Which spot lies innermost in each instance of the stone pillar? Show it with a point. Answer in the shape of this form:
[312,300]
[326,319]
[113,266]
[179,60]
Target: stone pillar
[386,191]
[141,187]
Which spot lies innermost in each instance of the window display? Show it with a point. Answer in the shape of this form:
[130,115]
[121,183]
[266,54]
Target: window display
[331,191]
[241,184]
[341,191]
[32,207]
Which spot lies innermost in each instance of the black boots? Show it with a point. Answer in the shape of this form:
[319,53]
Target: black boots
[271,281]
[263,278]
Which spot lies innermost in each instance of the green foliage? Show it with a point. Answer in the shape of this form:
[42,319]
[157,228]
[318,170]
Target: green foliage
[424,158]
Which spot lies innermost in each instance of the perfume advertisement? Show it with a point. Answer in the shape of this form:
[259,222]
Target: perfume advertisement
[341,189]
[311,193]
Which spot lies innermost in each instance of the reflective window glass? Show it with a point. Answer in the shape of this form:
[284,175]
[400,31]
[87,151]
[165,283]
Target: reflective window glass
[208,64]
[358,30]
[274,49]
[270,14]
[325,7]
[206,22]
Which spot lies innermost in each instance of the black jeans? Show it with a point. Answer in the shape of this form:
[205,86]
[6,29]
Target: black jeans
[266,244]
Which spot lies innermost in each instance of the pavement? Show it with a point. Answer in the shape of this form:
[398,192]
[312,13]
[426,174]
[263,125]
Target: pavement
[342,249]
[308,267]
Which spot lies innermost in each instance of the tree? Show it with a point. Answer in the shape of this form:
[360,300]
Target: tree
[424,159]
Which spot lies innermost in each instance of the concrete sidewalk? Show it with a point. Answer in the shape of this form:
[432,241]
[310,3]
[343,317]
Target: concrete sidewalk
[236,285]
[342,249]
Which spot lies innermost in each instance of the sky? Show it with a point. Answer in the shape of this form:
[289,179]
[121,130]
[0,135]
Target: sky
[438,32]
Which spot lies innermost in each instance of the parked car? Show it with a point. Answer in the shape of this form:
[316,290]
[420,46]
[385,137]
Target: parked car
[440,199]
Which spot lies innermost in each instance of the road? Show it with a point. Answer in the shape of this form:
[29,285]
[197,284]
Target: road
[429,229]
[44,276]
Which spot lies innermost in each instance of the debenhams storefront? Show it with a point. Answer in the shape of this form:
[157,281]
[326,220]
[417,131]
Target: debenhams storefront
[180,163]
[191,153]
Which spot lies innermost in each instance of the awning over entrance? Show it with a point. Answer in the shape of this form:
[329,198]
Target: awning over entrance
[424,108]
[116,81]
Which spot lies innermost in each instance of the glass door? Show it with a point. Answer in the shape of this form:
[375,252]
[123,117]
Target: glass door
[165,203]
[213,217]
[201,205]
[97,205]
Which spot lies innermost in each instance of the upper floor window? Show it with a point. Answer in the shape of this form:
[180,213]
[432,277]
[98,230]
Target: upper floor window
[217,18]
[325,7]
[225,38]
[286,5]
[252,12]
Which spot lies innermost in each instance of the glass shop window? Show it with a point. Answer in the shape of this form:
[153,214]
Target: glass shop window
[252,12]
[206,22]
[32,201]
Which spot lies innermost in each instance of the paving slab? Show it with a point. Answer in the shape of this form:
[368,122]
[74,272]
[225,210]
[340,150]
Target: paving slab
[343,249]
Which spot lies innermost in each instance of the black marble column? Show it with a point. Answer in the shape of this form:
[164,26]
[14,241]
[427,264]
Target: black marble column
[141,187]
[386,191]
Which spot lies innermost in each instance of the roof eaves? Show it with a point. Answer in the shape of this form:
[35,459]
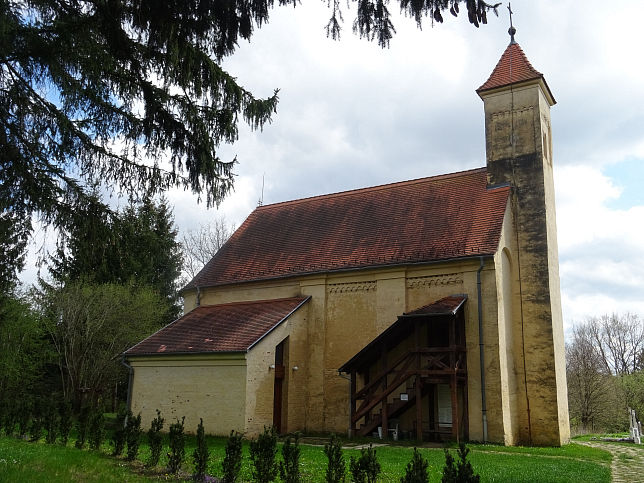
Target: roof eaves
[142,341]
[540,80]
[438,314]
[278,323]
[353,269]
[181,353]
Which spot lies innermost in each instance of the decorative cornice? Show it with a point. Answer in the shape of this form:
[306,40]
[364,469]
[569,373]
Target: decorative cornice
[351,287]
[435,280]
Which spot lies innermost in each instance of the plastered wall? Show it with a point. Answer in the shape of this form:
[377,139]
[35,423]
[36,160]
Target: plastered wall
[212,387]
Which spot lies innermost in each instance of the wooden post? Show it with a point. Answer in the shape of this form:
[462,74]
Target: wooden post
[352,407]
[383,411]
[453,387]
[419,410]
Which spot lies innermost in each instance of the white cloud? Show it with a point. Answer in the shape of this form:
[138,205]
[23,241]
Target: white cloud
[353,115]
[601,267]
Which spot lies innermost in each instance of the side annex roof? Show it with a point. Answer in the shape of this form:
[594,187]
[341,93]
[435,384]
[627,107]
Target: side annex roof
[232,327]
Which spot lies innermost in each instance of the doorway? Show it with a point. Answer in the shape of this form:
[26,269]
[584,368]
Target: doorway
[280,388]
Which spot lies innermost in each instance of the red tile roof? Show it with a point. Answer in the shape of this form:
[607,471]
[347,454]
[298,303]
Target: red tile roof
[233,327]
[446,306]
[438,218]
[513,67]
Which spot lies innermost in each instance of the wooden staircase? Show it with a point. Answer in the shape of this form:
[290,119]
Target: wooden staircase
---+---
GOAL OF THE EXERCISE
All of the material above is to be copied exactly, except for its images.

RESPONSE
Which spot lies innermost in each instance of the stone pillar? Show it with a point. Answer in the shape of this form:
[312,300]
[326,319]
[113,266]
[179,60]
Target: stone pillar
[386,191]
[141,187]
Which spot lies innermost in each instance of the window display? Show it with a point. Answer in the shape of this form:
[130,115]
[121,183]
[266,54]
Target: window display
[331,191]
[241,184]
[341,191]
[32,207]
Which spot lies innermost in each instance of the black boots? Show it with a point. Answer in the shape of this form:
[319,53]
Target: black boots
[271,281]
[263,278]
Which spot lies innermost in each instance of the green foliage? Show it with a point. Answer in the shape of this form:
[42,319]
[157,228]
[318,170]
Target: green foliage
[424,158]
Which spot lies innermost in each instance of the perfume advertisement? Show it with a point. Answer in the shape of this form:
[259,222]
Target: perfume advertisement
[341,189]
[311,193]
Which spot lies innermost in each instance of the reflective window glass? Show it with a point. Answer in the shape of this form:
[284,175]
[400,31]
[87,151]
[165,283]
Target: reflective window glass
[208,64]
[358,30]
[274,49]
[270,14]
[325,7]
[206,22]
Which spot lies innermost in each instance of the black jeans? Show it with a point. Answer in the shape of this form:
[205,86]
[6,29]
Target: black jeans
[266,244]
Which spot lies innermost in each instance of the pavement? Show it with a point. Answer in the shape of this form:
[398,192]
[312,13]
[426,174]
[263,125]
Target: pavement
[342,249]
[308,267]
Which spot lies innermost in each instance of the tree? Show it with a point. Answer in the shape of this form:
[360,300]
Target: tree
[424,159]
Which spot lies innermost in each instance of the concrete sidewalk? Show it with a point. Answer in the shape of this form:
[432,241]
[310,3]
[343,317]
Target: concrete sidewalk
[236,285]
[342,249]
Which spot lies innermost in each instance of the sky? Show it with a point. Answer in the shape of this form:
[289,179]
[121,130]
[0,135]
Target: sky
[438,32]
Which spot lies innermost in each instance of the parked car? Show it with a point. Answer in the shape of this form:
[316,290]
[420,46]
[385,137]
Target: parked car
[440,199]
Which spot lies innermost in each instance of the road? Show it with a point. Answer in the shape of this form:
[29,285]
[197,284]
Target: road
[429,229]
[44,276]
Which spot lies innermost in each instance of the debenhams storefront? Show it with a point. Answer in the shape of this form:
[157,281]
[326,220]
[417,131]
Target: debenhams storefront
[180,163]
[191,153]
Which spot lies innermost in each instance of the awning over entrance? Show it with a point. Answer in the shape of this form:
[329,198]
Target: awning over entrance
[424,108]
[116,81]
Which spot lies innermost in each instance of the glass door? Show it with a point. Answer in the shape of this form:
[375,252]
[123,117]
Target: glass door
[165,203]
[213,217]
[201,205]
[97,205]
Which spot lies innermost in each instance of the upper floor window? Show it with a point. Answer in the shape of this form:
[180,213]
[432,277]
[98,230]
Target: upper floor window
[217,18]
[325,7]
[225,38]
[286,5]
[252,12]
Which spot lies innermost in each instance of the glass shop window? Show it with a point. Answer in the shape of this form:
[153,214]
Target: glass shop window
[252,12]
[206,22]
[32,201]
Which spot lies innermost in each instance of the paving slab? Show it with a point. Answer in the shape of this form:
[368,122]
[74,272]
[225,210]
[340,150]
Target: paving slab
[343,249]
Which spot lies innermost in each instance of the black marble column? Show it with a point. Answer in the shape of this form:
[164,26]
[14,241]
[427,264]
Target: black marble column
[141,187]
[386,191]
Which spot lies innermost in each instance of the roof eaves? Show it with a point. Answer in the shape of this form:
[35,459]
Target: roof eaves
[142,341]
[540,80]
[438,314]
[278,323]
[353,269]
[181,353]
Which spot lies innermost in each instance of the decorative cornice? Show it with a point. Answer in the shape of this form:
[306,40]
[364,469]
[569,373]
Target: decorative cornice
[351,287]
[435,280]
Which spot lies innermost in each instance of the plastered wall? Show it with a point. Answer in the shape of this form:
[377,139]
[35,423]
[36,160]
Target: plastered wall
[212,387]
Which spot lies innermost in each instance of the wooden post? Show it with a point. Answer in the shape of this form:
[462,74]
Target: wooden post
[352,407]
[383,411]
[453,387]
[419,410]
Which spot lies innermost in each instance of the white cloud? Show it with a point. Answer in the shape of this form:
[138,205]
[23,241]
Target: white cloud
[353,115]
[601,267]
Which spot lies innermost in each instance of the side annex roof? Show it with a point. Answer in the shape of this form:
[594,187]
[341,93]
[435,384]
[627,107]
Target: side annex roof
[232,327]
Which spot lies innermost in each instance of the doorway? Show it with a point. Answer in the shape of this form:
[26,269]
[584,368]
Target: doorway
[280,388]
Which spot lies innermost in each instance of the red tile roof? Show it with a point. Answer in the shape of this form:
[607,471]
[347,454]
[298,303]
Target: red tile roof
[233,327]
[446,306]
[438,218]
[513,67]
Which spot lies innermost in each instance of the wooden staircase? Show it with a point. Answer in the shape of this form:
[290,119]
Target: wooden staircase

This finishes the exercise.